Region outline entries
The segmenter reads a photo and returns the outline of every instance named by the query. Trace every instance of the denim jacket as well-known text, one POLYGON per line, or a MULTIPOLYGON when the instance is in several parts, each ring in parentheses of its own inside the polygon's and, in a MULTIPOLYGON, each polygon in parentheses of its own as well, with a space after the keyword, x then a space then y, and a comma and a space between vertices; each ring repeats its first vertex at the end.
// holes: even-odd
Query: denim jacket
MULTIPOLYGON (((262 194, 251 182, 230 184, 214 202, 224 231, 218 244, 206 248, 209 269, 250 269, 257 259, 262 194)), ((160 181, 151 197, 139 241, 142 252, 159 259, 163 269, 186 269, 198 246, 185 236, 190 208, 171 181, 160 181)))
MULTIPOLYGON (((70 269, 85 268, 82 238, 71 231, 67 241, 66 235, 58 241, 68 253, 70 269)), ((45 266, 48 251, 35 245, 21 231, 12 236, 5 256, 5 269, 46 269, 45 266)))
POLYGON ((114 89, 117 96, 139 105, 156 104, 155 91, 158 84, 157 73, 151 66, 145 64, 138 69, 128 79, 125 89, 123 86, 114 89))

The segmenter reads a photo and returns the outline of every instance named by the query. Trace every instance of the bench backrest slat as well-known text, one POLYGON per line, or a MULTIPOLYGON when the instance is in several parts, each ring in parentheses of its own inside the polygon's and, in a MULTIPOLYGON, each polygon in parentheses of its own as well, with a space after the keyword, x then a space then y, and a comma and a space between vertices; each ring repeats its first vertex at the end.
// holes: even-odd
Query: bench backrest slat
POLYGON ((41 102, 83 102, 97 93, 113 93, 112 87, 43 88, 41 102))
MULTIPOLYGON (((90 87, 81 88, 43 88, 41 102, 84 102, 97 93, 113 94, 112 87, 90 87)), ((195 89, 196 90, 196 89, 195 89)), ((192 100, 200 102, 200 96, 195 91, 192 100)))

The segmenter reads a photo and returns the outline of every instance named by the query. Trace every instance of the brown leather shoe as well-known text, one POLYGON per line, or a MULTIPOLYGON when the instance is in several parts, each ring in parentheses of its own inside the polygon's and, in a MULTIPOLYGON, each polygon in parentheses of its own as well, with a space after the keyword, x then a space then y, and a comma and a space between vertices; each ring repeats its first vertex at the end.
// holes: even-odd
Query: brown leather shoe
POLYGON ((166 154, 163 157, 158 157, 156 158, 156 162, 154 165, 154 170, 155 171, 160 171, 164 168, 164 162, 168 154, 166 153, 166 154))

**Direction:**
Starting at the line that contains "of the brown", print every line through the end of the listing, word for word. Leave out all the rest.

**Reply to the task:**
The segmenter reads a photo and returns the outline of every instance named by the query. Trace every instance of the brown leather shoe as well-known text, one POLYGON per line, or a MULTIPOLYGON when the instance is in several parts, each ring in parentheses of its own inside the polygon's and, in a MULTIPOLYGON, each polygon in parentheses of its own as well, with a space after the keyword, x then a space then y, and a comma and a space between vertices; each ring repeats its first vertex at the end.
// holes: even-odd
Query: brown leather shoe
POLYGON ((166 154, 163 157, 158 157, 156 158, 156 162, 154 165, 154 170, 155 171, 160 171, 164 168, 164 162, 168 154, 166 153, 166 154))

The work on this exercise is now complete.